Work to be completed: Copy all of the data that follows without altering a word.

_ _ _ _

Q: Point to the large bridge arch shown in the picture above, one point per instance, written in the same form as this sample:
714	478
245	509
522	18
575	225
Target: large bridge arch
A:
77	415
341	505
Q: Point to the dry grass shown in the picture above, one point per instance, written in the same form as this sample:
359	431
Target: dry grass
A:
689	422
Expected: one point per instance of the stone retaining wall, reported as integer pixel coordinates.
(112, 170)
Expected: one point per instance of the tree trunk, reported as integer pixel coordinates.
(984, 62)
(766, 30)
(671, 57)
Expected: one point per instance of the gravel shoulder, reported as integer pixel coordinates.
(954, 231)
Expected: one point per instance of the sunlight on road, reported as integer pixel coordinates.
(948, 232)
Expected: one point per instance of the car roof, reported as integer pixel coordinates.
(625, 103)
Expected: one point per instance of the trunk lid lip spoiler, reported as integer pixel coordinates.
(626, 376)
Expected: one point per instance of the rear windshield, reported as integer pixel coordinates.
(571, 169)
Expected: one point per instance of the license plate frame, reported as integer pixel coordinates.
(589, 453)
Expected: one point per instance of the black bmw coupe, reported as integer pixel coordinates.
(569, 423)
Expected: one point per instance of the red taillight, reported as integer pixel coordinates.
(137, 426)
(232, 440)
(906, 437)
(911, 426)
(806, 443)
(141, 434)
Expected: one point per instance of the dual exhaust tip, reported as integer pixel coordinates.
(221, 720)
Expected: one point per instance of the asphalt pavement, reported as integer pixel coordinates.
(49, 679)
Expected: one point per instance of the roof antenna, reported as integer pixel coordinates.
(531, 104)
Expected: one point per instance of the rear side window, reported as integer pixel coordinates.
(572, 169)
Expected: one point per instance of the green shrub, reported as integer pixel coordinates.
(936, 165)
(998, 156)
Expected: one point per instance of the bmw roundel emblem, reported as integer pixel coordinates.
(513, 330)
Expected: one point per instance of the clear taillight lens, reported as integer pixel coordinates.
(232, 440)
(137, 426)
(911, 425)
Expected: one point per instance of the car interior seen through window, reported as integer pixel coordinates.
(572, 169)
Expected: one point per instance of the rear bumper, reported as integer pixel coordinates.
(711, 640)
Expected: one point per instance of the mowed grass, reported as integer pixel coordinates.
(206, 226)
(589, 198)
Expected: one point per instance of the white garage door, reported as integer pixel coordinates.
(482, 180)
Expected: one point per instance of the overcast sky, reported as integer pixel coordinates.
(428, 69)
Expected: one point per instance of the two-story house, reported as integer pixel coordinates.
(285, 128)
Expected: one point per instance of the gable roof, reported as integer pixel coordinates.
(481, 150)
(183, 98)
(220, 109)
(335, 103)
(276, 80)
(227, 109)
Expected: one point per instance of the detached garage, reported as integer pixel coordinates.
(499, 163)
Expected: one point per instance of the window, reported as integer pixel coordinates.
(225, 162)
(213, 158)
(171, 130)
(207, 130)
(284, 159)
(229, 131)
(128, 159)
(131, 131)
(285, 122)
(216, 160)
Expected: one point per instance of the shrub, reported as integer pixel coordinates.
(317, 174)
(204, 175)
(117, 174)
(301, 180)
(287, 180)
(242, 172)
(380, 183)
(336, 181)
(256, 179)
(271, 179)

_ _ _ _

Final answer:
Q: Point to the large bridge arch shown in the picture above, one point per instance, written in the same form as this sample:
714	478
245	509
522	18
575	225
Target: large bridge arch
A:
77	415
341	505
Q: Point to the dry grass shown in the picture above, one point per instance, written in the same form as this sample:
359	431
Target: dry grass
A:
689	422
Expected: one point per instance of the stone retaining wall, reported as integer pixel coordinates.
(112, 170)
Expected: one point per instance of the tree trunk, reported as integer pixel coordinates.
(984, 62)
(766, 30)
(671, 57)
Expected: one point per instance of the gravel shoulder, reported as integer pixel coordinates.
(954, 231)
Expected: one point per instance of the sunlight on road, reported as integer pixel coordinates.
(948, 232)
Expected: one point per instance of the car roof, reported as integer pixel coordinates.
(625, 103)
Expected: one point per instance of the trunk lid lip spoiler, reported as integer pixel coordinates.
(626, 376)
Expected: one point per instance of the rear windshield, reported as integer pixel coordinates.
(571, 169)
Expected: one point per instance of the license plate frame, reported as integer pixel coordinates.
(589, 453)
Expected: one point per instance of the black bmw coupe, reported as integer pixel coordinates.
(569, 423)
Expected: one point per instance of the red taillight, reported as integer pixel coordinates.
(137, 426)
(232, 440)
(906, 437)
(911, 426)
(806, 443)
(141, 434)
Expected: one point per instance of the dual exhaust tip, reported as integer pixel coordinates.
(221, 720)
Expected: one point per instance of the asphalt pavement, reported as integer pixel coordinates.
(49, 679)
Expected: one point per instance of the roof antenna, reported as integer pixel coordinates.
(531, 104)
Expected: one point per instance of the rear side window, reported as integer pixel coordinates.
(572, 169)
Expected: one point per instance of the green shrub, reported as integer pixel coordinates.
(936, 165)
(998, 156)
Expected: one point per instance of the bmw roundel emblem, reported as integer pixel coordinates.
(513, 330)
Expected: one point per instance of the clear taillight lens, reported as integer pixel coordinates.
(232, 440)
(137, 426)
(911, 425)
Expected: one point per instance of the car interior seen through window, reported as integer pixel coordinates.
(572, 169)
Expected: one point per instance of the rear bumper, reported as integer pixel coordinates.
(711, 640)
Expected: one point per instance of the mowed grass, reported as integer pixel coordinates.
(206, 226)
(589, 198)
Expected: one point per instance of the white garage door, reported as integer pixel coordinates.
(482, 180)
Expected: one point per instance of the overcast sky, reported as integer pixel coordinates.
(428, 69)
Expected: one point per instance of the two-story house, reported as integer pixel coordinates.
(285, 128)
Expected: one point per instance of the gable roof, reported as integer pixel coordinates.
(481, 150)
(183, 98)
(220, 109)
(335, 103)
(276, 80)
(227, 109)
Expected: one point per instance of the detached garage, reported as integer pixel coordinates.
(499, 163)
Expected: one point per instance of the window, reported as integer pixel coordinates.
(225, 162)
(213, 158)
(171, 130)
(207, 130)
(284, 159)
(229, 131)
(128, 159)
(131, 131)
(285, 122)
(216, 160)
Expected: one point per instance of the shrub, reported as integer pixel coordinates.
(317, 174)
(204, 175)
(117, 174)
(301, 180)
(287, 180)
(242, 172)
(380, 183)
(336, 181)
(256, 179)
(271, 179)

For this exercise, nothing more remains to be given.